:: Data to process ::
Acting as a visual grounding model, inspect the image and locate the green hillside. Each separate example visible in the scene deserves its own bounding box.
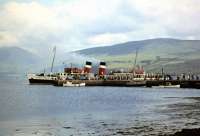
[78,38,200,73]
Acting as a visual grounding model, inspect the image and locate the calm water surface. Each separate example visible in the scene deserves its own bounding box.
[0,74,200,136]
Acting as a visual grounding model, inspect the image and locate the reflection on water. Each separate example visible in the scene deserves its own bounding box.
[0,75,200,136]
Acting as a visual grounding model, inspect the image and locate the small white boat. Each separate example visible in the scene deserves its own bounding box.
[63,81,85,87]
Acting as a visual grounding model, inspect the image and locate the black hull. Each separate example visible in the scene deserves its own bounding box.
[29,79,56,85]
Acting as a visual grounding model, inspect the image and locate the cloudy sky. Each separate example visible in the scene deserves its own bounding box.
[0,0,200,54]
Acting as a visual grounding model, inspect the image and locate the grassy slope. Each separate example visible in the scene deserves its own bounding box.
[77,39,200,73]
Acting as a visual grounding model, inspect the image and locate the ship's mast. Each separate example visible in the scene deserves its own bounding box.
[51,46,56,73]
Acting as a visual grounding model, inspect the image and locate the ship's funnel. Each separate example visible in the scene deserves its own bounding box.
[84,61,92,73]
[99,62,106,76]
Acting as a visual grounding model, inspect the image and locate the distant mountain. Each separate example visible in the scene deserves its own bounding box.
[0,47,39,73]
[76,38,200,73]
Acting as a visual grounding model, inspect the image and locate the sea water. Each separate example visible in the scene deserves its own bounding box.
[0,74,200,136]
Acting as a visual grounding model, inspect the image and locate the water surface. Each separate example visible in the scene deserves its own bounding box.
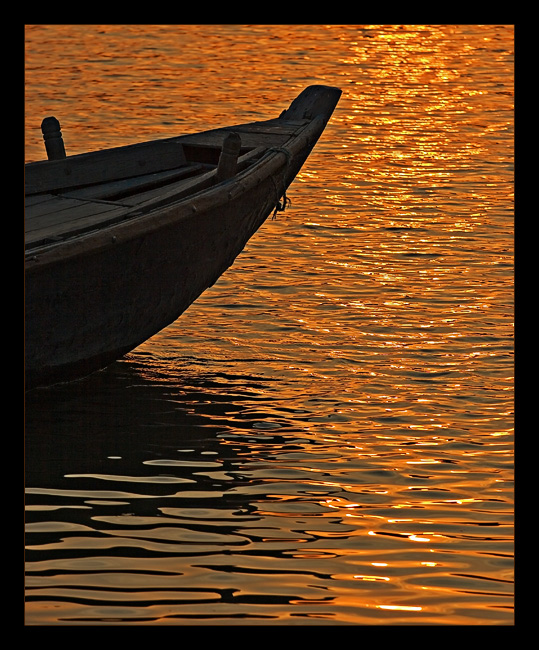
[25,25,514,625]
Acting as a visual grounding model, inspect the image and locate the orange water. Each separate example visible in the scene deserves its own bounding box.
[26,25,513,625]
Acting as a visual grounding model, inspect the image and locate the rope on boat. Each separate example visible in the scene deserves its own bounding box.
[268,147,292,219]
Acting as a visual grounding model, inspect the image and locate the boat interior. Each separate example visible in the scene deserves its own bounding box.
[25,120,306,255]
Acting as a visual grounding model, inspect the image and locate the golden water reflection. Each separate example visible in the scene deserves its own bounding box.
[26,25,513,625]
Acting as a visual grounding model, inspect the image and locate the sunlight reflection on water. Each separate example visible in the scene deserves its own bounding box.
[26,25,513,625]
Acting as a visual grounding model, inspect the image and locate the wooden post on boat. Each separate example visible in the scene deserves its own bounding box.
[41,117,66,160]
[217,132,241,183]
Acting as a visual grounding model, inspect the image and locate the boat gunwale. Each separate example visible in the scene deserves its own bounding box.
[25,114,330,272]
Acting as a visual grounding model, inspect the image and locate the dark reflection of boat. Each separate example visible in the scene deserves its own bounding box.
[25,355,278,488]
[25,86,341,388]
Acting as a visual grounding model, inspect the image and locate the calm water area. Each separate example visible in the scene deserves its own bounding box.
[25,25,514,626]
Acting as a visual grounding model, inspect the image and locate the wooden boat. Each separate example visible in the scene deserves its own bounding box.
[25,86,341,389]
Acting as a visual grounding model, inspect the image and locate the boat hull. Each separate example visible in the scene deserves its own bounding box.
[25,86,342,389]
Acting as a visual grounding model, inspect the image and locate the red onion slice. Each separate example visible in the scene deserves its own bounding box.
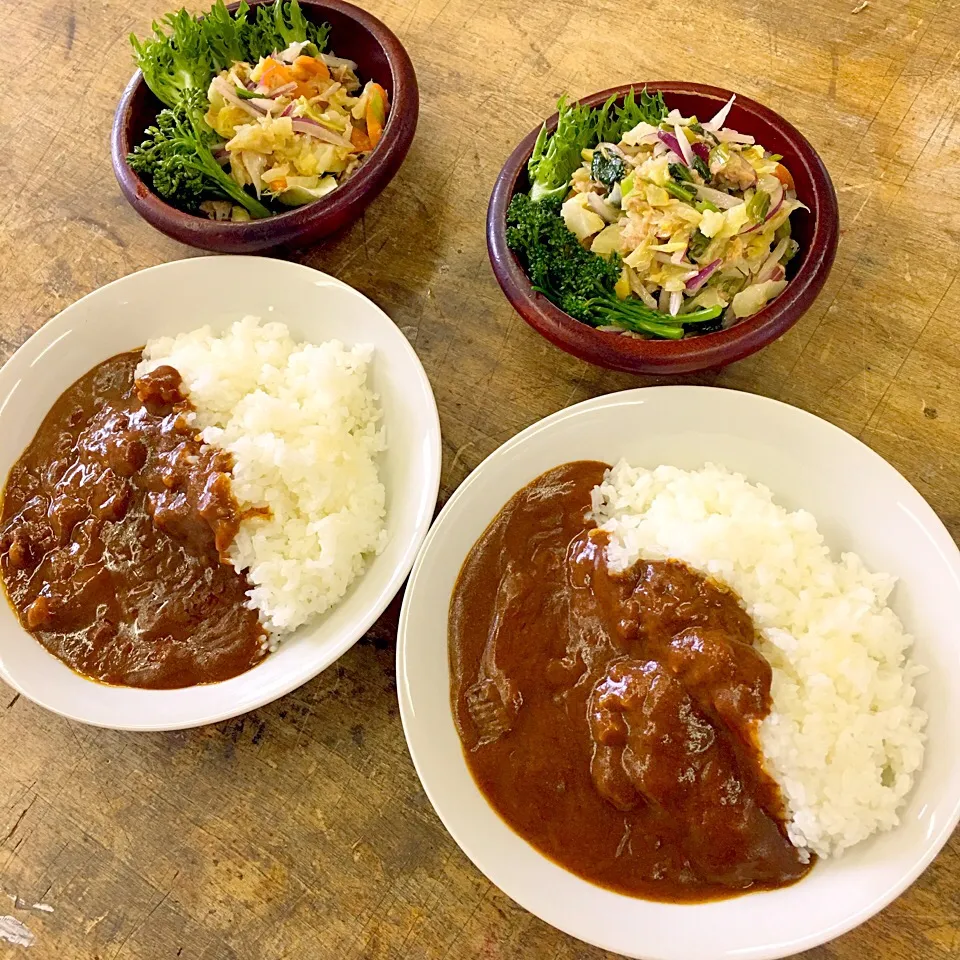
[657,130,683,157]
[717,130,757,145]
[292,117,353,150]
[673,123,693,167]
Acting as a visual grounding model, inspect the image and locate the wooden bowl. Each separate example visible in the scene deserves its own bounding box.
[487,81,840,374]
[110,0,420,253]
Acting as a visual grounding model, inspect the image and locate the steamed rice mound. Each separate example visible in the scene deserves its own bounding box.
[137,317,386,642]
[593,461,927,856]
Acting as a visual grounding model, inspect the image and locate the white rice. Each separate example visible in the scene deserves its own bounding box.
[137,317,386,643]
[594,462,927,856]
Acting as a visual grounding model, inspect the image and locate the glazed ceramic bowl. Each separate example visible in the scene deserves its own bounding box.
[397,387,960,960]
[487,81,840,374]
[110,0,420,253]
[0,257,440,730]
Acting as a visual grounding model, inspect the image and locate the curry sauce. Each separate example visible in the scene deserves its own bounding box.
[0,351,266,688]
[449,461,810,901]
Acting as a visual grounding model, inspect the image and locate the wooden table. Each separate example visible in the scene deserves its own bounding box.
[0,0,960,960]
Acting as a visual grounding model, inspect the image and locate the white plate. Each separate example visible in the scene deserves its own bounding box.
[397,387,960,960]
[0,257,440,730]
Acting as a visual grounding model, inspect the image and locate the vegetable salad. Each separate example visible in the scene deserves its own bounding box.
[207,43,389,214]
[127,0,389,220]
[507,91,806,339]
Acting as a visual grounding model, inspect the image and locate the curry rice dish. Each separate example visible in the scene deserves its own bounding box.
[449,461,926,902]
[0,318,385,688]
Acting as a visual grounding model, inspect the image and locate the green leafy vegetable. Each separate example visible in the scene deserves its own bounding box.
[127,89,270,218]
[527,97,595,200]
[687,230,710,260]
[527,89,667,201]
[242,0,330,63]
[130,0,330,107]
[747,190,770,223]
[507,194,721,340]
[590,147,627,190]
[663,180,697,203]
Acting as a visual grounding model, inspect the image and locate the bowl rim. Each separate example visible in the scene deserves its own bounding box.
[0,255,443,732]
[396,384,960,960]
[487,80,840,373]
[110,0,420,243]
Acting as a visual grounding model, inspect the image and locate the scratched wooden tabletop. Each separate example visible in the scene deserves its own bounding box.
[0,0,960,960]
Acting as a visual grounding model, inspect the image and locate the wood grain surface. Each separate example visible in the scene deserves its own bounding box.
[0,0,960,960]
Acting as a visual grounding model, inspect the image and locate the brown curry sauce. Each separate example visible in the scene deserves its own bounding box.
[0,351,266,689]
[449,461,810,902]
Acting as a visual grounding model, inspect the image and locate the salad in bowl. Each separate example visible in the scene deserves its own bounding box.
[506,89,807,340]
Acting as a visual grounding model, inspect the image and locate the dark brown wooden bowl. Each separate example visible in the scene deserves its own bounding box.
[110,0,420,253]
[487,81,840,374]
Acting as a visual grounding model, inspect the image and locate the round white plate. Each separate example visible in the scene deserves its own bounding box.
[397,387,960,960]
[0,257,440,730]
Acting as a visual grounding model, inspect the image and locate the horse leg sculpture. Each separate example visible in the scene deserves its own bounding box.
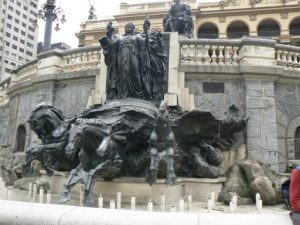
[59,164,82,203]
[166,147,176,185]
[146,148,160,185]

:: Task objective ::
Switch every "visual grounding model" in the material to "object detection model" and reproduce all the rest unchanged, leaving the pictures out.

:: Written answer ::
Acting as a object detection model, inspect the image and locate the green hillside. Each separate example visible in the scene deserves its own bounding box.
[78,38,200,73]
Acting as a object detection model, inspect the image and locate the calm water surface. Each separate example visible in the scene deserves its own bounding box.
[0,74,200,136]
Acting as a object detection model, inspect the image and locate the reflection on water. Each separate example visible in the scene deserves its own bounding box.
[0,75,200,136]
Acting as a object detection model, inspect the image and locate the small white boat. Each separate example visible in the scene deserves its own bounding box.
[63,81,85,87]
Acting as a object detection model, inspect the image and locate the black hull. Each separate example visible in the scene deserves its own bounding box.
[29,79,56,85]
Acting as a object detection model, inspect the image and locate the cloudy sky. Each separate example visible in the scene deserves its own bounding box.
[0,0,200,54]
Acting as a object detection model, inspect the image and locate the grassy slope. Each separate example visible in the scene deserves its own bounding box.
[77,39,200,73]
Acting as a object detection model, inspect the image and locate the ship's mast. Each separate example visible in the scene deserves its own bounding box.
[51,46,56,73]
Acting as a object detection model, inspect the image and locate the ship's funnel. Each separate example visible in the scene deserves its own bounding box.
[84,61,92,73]
[99,62,106,76]
Acting as a object detection model, inspect the image and locate the distant mountain. Each separate example visible in the scene deserves its own bounding box.
[0,47,39,73]
[76,38,200,73]
Acting as a object detection model, inspect the image and locate the sea water. Each separate example visible in the scene deserves its own bounding box.
[0,74,200,136]
Acting as a object detection model, inspect the image and locate the water surface. Each separate example visible in the scene deserves its own bounding box.
[25,25,514,625]
Acting as a object detection model, inspect the image and locate the orange water. Each separate example visible in the scene deserves its own bounding box.
[26,25,513,625]
Acting as a object detection model, inspect the image and locate the rope on boat. Each separate example visible in the scene deserves its own bounding box.
[268,147,292,219]
Acting as a object detection model, inspect the image and locate the boat interior. Each separate example visible in the scene deserves its own bounding box.
[25,120,306,255]
Acting as a object detection model, inspect the image and locate the golden water reflection. Each separate example visible in the scene deserves its own bounding box.
[26,25,513,625]
Acting as a object detection model, inspect the image and locate the sunlight reflection on water. Each separate example visible in the scene deserves its own bounding box.
[26,25,513,625]
Acting as a object detection model, inspect the image and locate the wooden post on boat. Each separate example visible in the scene deserves its own bounding box.
[41,117,66,160]
[217,132,241,183]
Acting as a object detection model, inspect the image and locate the boat gunwale. Each separate example visible in the scene deserves its own bounding box.
[25,114,330,272]
Acting as a object detection model, inspect the image and locate the dark reflection of boat. Each separate example visible in the scene deserves its own bounding box.
[25,355,278,488]
[25,86,341,388]
Acting as a object detection model, inspect the image and locate the calm water area. Each separate example visible in the scene deserves its own bounding box.
[25,25,514,626]
Acting as a object detection model, inspect the image and locate the wooden boat. Each separate example visible in the scene deserves its own bounding box.
[25,86,341,389]
Acting as a object detection model, inspect the image and locate the boat hull. Each separate example visible in the scene deserves its own bounding box.
[25,86,342,389]
Acting as a object detection model, inspect the image and locate the red onion slice. Each separate example visible in the scene deserves its own bounding box.
[657,130,683,157]
[717,130,757,145]
[292,117,353,150]
[673,123,693,167]
Acting as a object detection model, inspect the image and locate the wooden bowl. Each separate example visible in the scene deserves its own bounding box.
[487,81,840,374]
[110,0,420,253]
Acting as a object detection model, inspect the image and locate the steamed rice mound. Each separate example visible in the scene deserves its own bounding box.
[137,317,386,642]
[593,461,927,856]
Acting as a object detection model, inspect the image and locate the white rice. Each separate example visible in the scene deserves its own bounding box.
[137,317,386,643]
[594,462,927,856]
Acting as a object detection model, inspect the image and locate the glazed ceramic bowl. Each separate example visible in the scene deserves its own bounding box.
[397,387,960,960]
[487,81,840,374]
[110,0,420,253]
[0,257,440,730]
Acting as a object detection model, inspect the image and locate the curry sauce. Each separate example visible in the scene deserves its own bounding box.
[0,351,266,688]
[449,461,810,901]
Acting as a object detection model, inspect the image and locate the wooden table. Each separate example visible in the scene deserves its own bounding box.
[0,0,960,960]
Acting as a object detection model, inspect the image and locate the white plate. Each separate example visible in the scene deserves its own bounding box.
[397,387,960,960]
[0,257,440,730]
Acting as a object detection model, inspect the image and locate the vegetable salad. Each separate example visible in the scene deserves its own bounding box.
[207,43,389,214]
[127,0,389,220]
[507,91,806,339]
Acting as a object detection model, inspect the image and locate the curry rice dish. Each separate example visible in the scene deserves its own bounding box.
[449,461,926,902]
[0,318,385,688]
Acting as a object detection model, inspect the image and locate the green leafy vegetable. Each separate example visible in the scene deserves its own bounding box.
[127,89,270,218]
[527,97,595,200]
[687,230,710,260]
[527,89,667,201]
[242,0,330,63]
[130,0,330,107]
[747,190,770,223]
[507,194,721,340]
[590,147,627,190]
[663,180,697,203]
Acting as a object detection model, inspect the image and locate the bowl rim. Each separate example visible in the scene deserves its own bounding box.
[0,255,443,732]
[396,384,960,960]
[487,80,840,373]
[110,0,420,243]
Acting as a object detection model, inspect the image and locate the scratched wooden tabletop. Each separate example visible in the scene deserves its own bounding box.
[0,0,960,960]
Acting as a object detection model, inspect the image and locate the wood grain surface. Each separate example visible in the scene deserves its own bounding box.
[0,0,960,960]
Acting as a object detection model, inspect the image and locate the brown curry sauce. Each separate example visible in the scene deserves its own bounding box.
[0,351,266,689]
[449,461,810,902]
Acting as a object detection model, inspect the image and locate the salad in bowl. Each separate example visible in the scene deserves its own bounding box.
[506,89,807,340]
Acting as a object detection model, inspect the image and locate the dark brown wooden bowl. Each separate example visible in the scene deserves its own bounding box.
[110,0,420,253]
[487,81,840,374]
Acting as a object detection model, inspect the image and locate the round white plate. Each separate example visible in the scene deserves its own bounding box.
[397,387,960,960]
[0,257,440,730]
Acting as a object detection model, inspect the image and locate the horse leg sculpture. Each separate example visible in the scene deserves its own bounding box.
[59,164,82,203]
[166,147,176,185]
[146,148,160,185]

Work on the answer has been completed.